▶ [Исходный текст]:
Воспоминания дипломата
Шрифт:
Не могу, кстати, не упомянуть здесь о своеобразном характере китайских войск того времени. Несмотря на поражение, нанесенное Китаю Японией, китайцы продолжали обучать свои войска по преимуществу стрельбе из лука в пешем и конном строю. Для того чтобы облегчить стрельбу с лошади, вдоль пекинской стены выкапывались ровики, по которым кавалеристы и пускали лошадей вскачь, стреляя в цель из лука. Многие из китайских военных мандаринов вообще полагали, что Китай проиграл войну с Японией только потому, что отказался от исконного своего оружия - лука и заменил его огнестрельным оружием. Вообще в императорском Китае военное искусство было в загоне. В противоположность былой русской табели о рангах военные мандарины стояли в соответствующих гражданских чинах ступенью ниже своих штатских коллег, а потому, между прочим, с китайской точки зрения езда верхом на мулах, на которых ездили гражданские чины, считалась почетнее, чем на лошадях. Кстати, в Китае мулы достигают больших размеров, а лошади малорослы.
Пробыв в Порт-Артуре два-три дня, я на собственном опыте убедился, насколько наша дальневосточная авантюра была слажена наспех и насколько она отражала различные влияния, боровшиеся в то время в Петербурге. Во время моего пребывания в Порт-Артуре суда Добровольного флота высаживали военные части, прибывавшие в новые наши владения.
После Порт-Артура я решил непременно заглянуть в Даляньвань, а по возможности и в Цзиньчжоу, чтобы лично убедиться в фантастичности утверждений Дубасова. Мне это вполне удалось. Прибыв на пароходе Добровольного флота в Даляньвань, я застал там в китайской кумирне на пустынном берегу штаб одного из забайкальских казачьих полков. В Порт-Артуре мне дали письмо к его командиру.
Обратившись к полковнику с просьбой дать мне верховых лошадей, чтобы проехать в Цзиньчжоу (вместе с судовым доктором; с ним я познакомился на пароходе, и он вызвался меня сопровождать), я получил их. Полковник настоял на том, чтобы вместе с нами отправился конвой из нескольких казаков; это, по его словам, было необходимо для нашей безопасности. Доехав до ближайших окрестностей Цзиньчжоу, мы увидели линию дубасовского обложения города, отмеченную флажками над несколькими одинокими китайскими фанзами. Часовые провели меня к начальнику ближайшего поста - казачьему офицеру. По удивительному совпадению он оказался моим товарищем по киевской гимназии Яковлевым, исключенным из 3-го класса за неуспеваемость. Яковлев подтвердил мое предположение, что в Цзиньчжоу, кроме мирного "знаменного" населения, никаких войск нет. С доктором и с казаками я спокойно проехал в город, имевший вид обычного китайского городка, живущего своими повседневными интересами.

▶ [Записи набора данных]:
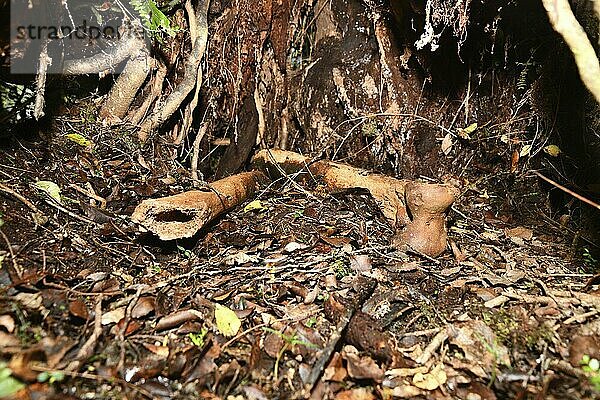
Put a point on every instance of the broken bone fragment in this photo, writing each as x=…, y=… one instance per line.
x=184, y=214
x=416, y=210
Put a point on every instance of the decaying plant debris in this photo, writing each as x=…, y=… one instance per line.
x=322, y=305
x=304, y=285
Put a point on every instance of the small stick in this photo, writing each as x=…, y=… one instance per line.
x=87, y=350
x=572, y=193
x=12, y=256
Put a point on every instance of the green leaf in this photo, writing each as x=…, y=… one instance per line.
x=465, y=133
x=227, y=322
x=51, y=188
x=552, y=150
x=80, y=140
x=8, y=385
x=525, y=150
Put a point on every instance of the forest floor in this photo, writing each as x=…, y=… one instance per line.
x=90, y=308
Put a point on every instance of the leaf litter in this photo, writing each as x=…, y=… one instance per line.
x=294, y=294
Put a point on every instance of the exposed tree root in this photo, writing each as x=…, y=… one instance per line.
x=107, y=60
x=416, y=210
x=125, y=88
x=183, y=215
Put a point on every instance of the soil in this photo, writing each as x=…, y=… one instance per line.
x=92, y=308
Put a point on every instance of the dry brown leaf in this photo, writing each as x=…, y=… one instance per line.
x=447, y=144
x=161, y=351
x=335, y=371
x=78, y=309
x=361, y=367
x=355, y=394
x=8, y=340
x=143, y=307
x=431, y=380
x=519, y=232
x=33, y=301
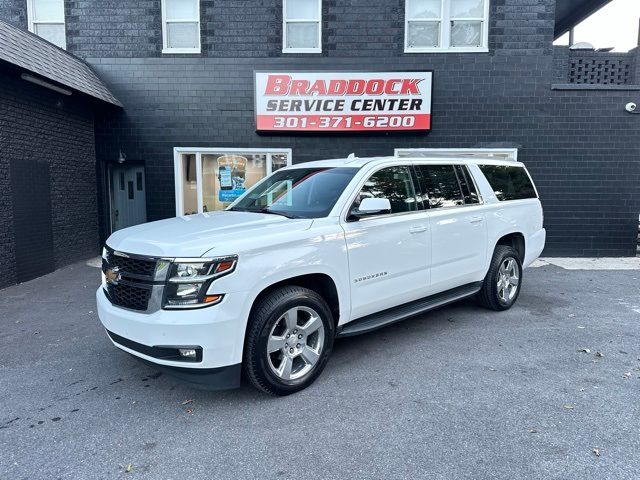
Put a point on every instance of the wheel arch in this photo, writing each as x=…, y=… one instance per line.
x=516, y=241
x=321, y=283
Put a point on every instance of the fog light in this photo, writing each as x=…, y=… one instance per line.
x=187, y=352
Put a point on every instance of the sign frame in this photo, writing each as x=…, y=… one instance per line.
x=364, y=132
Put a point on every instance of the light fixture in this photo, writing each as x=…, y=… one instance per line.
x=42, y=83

---

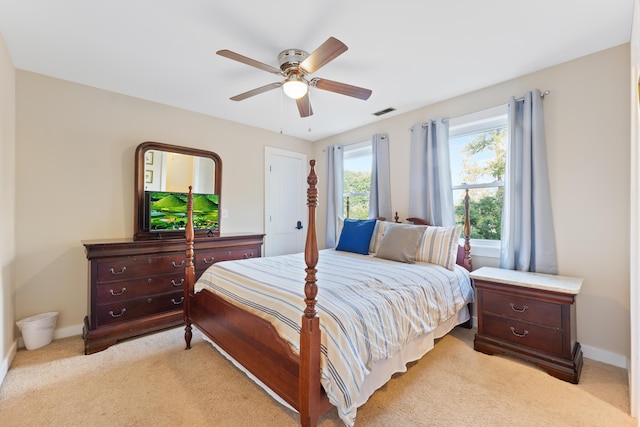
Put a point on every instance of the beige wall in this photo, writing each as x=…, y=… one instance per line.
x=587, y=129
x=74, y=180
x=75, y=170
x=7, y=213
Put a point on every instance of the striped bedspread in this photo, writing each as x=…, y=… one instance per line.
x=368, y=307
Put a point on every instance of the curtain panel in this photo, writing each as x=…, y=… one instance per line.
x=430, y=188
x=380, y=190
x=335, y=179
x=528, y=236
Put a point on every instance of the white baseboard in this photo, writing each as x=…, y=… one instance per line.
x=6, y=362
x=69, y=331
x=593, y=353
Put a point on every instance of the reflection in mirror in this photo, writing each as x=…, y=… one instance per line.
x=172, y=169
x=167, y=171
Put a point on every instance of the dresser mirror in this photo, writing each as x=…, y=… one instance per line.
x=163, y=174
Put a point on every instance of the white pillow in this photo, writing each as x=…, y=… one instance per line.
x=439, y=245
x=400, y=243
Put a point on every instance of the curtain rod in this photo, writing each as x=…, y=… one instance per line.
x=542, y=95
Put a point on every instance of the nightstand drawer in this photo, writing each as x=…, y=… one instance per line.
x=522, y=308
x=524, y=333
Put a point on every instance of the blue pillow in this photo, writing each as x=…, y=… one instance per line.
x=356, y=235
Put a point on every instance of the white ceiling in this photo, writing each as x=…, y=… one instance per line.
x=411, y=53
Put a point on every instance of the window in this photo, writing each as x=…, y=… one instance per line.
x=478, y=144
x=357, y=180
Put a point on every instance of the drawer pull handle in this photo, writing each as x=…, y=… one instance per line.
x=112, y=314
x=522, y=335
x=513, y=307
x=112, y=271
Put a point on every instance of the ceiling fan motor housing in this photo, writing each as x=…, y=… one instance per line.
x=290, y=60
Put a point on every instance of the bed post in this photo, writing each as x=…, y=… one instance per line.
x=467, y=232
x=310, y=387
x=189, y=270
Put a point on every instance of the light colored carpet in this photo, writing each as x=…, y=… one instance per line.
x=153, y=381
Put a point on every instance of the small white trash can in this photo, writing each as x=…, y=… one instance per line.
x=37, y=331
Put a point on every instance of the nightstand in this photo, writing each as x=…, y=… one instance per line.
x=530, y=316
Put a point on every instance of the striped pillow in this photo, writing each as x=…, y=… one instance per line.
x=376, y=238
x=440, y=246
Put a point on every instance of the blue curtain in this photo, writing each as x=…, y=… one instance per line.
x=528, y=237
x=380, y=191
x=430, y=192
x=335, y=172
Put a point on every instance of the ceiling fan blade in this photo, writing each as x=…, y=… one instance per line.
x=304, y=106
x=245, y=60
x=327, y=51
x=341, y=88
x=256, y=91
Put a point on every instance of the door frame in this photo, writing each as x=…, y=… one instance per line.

▶ [Задания для выполнения]:
A - Перепишите отрывок из воспоминаний дипломата от слов «После Порт-Артура я» до слов «к его командиру.» включительно, заменив «пароходе» на «корабле».
B - Оформите как таблицу Markdown записи со строки с «Put a point on every instance of the reflection» до строки с «x=524, y=333» включительно. В столбце «№» укажите порядковый номер, в столбце «Строка» дайте саму строку, а пустые строки пропустите.

▶ [Ответы к заданиям]:
A -
После Порт-Артура я решил непременно заглянуть в Даляньвань, а по возможности и в Цзиньчжоу, чтобы лично убедиться в фантастичности утверждений Дубасова. Мне это вполне удалось. Прибыв на корабле Добровольного флота в Даляньвань, я застал там в китайской кумирне на пустынном берегу штаб одного из забайкальских казачьих полков. В Порт-Артуре мне дали письмо к его командиру.

B -
| № | Строка |
|---|---|
| 1 | Put a point on every instance of the reflection in mirror in this photo, writing each as x=…, y=… one instance per line. |
| 2 | x=172, y=169 |
| 3 | x=167, y=171 |
| 4 | Put a point on every instance of the dresser mirror in this photo, writing each as x=…, y=… one instance per line. |
| 5 | x=163, y=174 |
| 6 | Put a point on every instance of the white pillow in this photo, writing each as x=…, y=… one instance per line. |
| 7 | x=439, y=245 |
| 8 | x=400, y=243 |
| 9 | Put a point on every instance of the curtain rod in this photo, writing each as x=…, y=… one instance per line. |
| 10 | x=542, y=95 |
| 11 | Put a point on every instance of the nightstand drawer in this photo, writing each as x=…, y=… one instance per line. |
| 12 | x=522, y=308 |
| 13 | x=524, y=333 |